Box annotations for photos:
::::::

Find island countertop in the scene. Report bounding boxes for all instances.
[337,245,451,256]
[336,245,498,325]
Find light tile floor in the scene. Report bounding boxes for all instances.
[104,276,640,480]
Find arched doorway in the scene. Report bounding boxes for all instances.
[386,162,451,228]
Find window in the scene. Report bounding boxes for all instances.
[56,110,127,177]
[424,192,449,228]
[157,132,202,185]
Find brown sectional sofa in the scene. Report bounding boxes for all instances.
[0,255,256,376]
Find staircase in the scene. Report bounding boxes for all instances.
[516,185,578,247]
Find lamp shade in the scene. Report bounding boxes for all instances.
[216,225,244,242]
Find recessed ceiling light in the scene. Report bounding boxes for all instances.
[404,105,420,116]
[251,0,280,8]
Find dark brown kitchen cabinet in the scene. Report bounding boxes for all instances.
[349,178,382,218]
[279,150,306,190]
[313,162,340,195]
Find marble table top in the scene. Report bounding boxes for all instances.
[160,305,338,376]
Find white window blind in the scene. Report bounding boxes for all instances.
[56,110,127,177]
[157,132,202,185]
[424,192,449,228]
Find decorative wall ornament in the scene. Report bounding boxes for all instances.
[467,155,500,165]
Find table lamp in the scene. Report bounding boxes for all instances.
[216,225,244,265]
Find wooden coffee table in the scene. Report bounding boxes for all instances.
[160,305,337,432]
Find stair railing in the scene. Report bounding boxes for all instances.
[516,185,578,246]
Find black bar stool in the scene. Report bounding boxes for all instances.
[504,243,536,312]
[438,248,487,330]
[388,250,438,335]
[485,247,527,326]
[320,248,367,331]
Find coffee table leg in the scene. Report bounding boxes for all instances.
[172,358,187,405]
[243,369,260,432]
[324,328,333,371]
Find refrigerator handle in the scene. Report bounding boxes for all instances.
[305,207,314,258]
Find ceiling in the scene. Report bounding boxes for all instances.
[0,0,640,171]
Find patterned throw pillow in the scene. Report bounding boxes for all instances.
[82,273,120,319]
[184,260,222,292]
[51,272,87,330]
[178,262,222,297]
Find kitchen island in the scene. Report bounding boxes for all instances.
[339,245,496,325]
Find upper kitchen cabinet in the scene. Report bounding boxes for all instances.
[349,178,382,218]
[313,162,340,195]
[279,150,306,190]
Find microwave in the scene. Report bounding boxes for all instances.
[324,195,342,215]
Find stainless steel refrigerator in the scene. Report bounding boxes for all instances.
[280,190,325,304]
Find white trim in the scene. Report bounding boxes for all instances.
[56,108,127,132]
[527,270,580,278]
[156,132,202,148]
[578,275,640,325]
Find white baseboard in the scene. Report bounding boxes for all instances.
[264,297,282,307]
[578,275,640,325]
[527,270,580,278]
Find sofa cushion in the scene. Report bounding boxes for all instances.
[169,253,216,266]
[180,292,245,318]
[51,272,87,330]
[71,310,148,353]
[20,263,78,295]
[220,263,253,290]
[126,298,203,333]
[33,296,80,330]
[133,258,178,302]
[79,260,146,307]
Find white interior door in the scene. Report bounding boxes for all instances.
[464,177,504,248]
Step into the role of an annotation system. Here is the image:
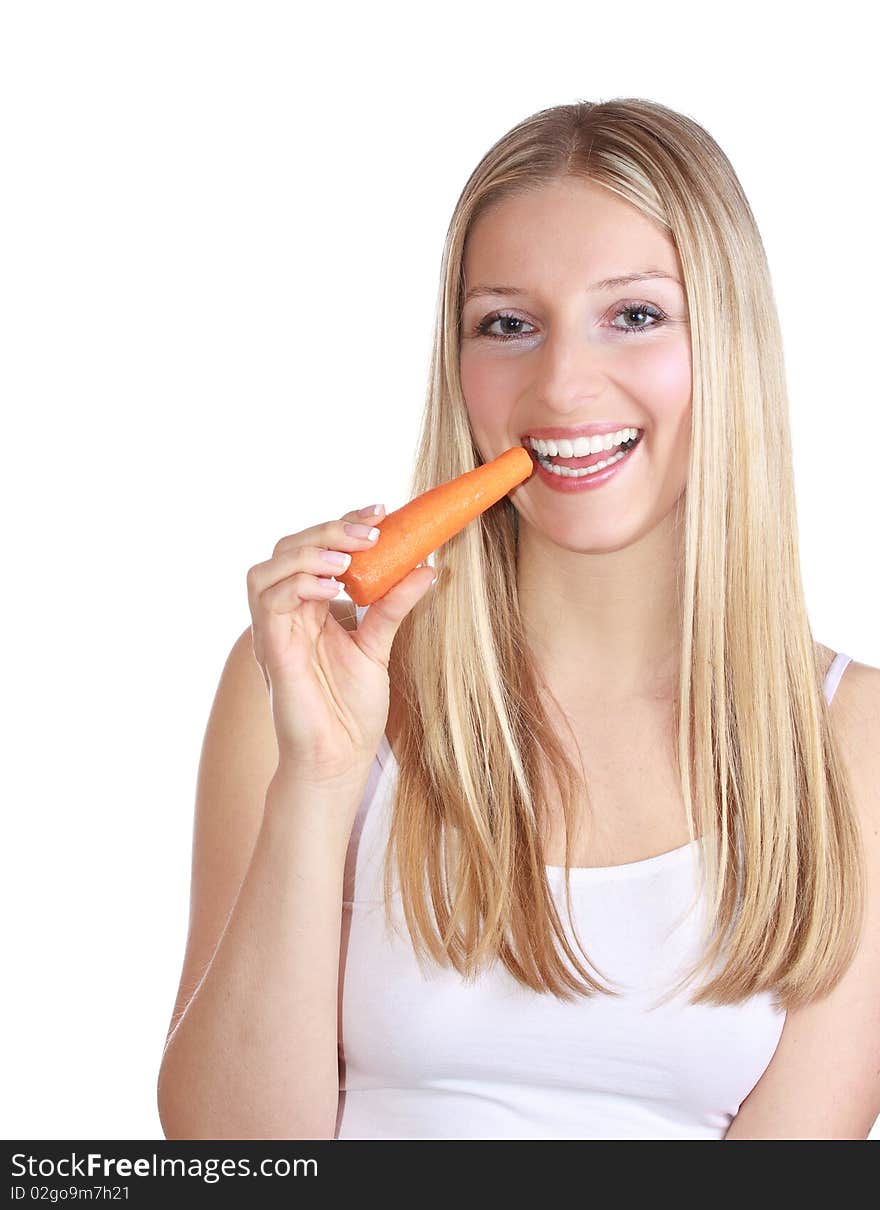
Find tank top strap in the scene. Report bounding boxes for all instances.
[824,651,852,705]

::::::

Output the data above without changes, apart from leaving out the pictures.

Find island countertop in the scene. Report bounding boxes for all instances.
[337,245,451,256]
[336,245,498,325]
Find light tile floor in the scene. Report bounding boxes for all instances.
[104,276,640,480]
Find arched doorway in the scene. Report bounding boxes for all instances.
[386,162,451,228]
Find window in the scene. Report bounding boxes for all instances.
[56,110,127,177]
[424,192,449,228]
[157,132,202,185]
Find brown sectional sofa in the scene. Report bounding boxes for all instances.
[0,255,256,376]
Find staircase in the scene. Report bounding boxes for all instances.
[516,185,578,247]
Find lamp shade in the scene. Report bounding boxes for all instances.
[216,225,244,242]
Find recessed ceiling light in the scene. Report bounding boxes for all instances.
[404,105,420,116]
[251,0,280,8]
Find dark brown kitchen cabinet in the scene. Report bounding boxes for all instances.
[349,178,382,218]
[279,150,306,190]
[313,162,340,195]
Find marble table top in the scene. Report bounding boxes for all instances.
[160,305,338,376]
Find white window blind in the scene. Report bounding boxes for all instances.
[56,110,127,177]
[157,132,202,185]
[424,192,449,228]
Find decorative wall ornament in the scene. Report bounding boxes for all instances.
[467,155,500,165]
Find table lamp in the scene. Report bounding boxes for all instances.
[216,225,244,265]
Find wooden coffee table in the scene. Report bounding boxes for all instances.
[160,305,337,432]
Find stair railing in the scene. Report bounding boxes for all instances.
[516,185,578,246]
Find black bar stool in the scene. Report bounding boxes for all instances.
[504,243,536,312]
[438,248,487,330]
[388,250,438,335]
[485,247,527,326]
[320,248,367,331]
Find coffee table leg in the scene. Report bounding boxes for all instances.
[172,358,187,405]
[243,369,260,432]
[324,328,333,371]
Find refrigerator handle in the scene. Report bounding boxes for all instances.
[305,207,314,258]
Find ceiling in the scene. Report bounding boxes for all instances.
[0,0,640,171]
Find patterned throw pillow in the scene. Report bounding boxes for all instances.
[82,273,120,319]
[184,260,222,292]
[51,272,87,330]
[178,262,222,297]
Find kitchen island in the scene. Report bounding boxes for all instances.
[339,245,496,325]
Find upper kitchen cabinet in the scene. Report bounding boxes for all instances.
[349,178,382,218]
[313,162,340,195]
[279,150,306,190]
Find microwave in the scene. Report bounding boxes for all instances.
[324,195,342,215]
Find stainless steel refrigerator in the scene. Report bounding boxes for all instances.
[280,190,325,304]
Find white trim in the scene. Report bounding boxes for all instances.
[56,108,127,132]
[527,270,580,278]
[156,132,202,148]
[578,275,640,325]
Find white baseboard in the scene. Report bounding boxes for all instances.
[264,297,282,307]
[578,275,640,325]
[527,270,580,278]
Find sofa cushion in the scene. Report bounding boxes for all instances.
[169,253,216,266]
[180,292,245,318]
[51,272,87,330]
[71,310,148,353]
[20,263,78,295]
[220,263,253,290]
[126,298,203,333]
[33,296,80,330]
[133,258,178,302]
[79,260,146,307]
Find white interior door in the scene. Report bounding boxes for all instances.
[464,177,504,248]
Step into the role of an annotation system. Here is the image:
Find tank top strap in the scene. Report bounding boxes for all instances.
[824,651,852,705]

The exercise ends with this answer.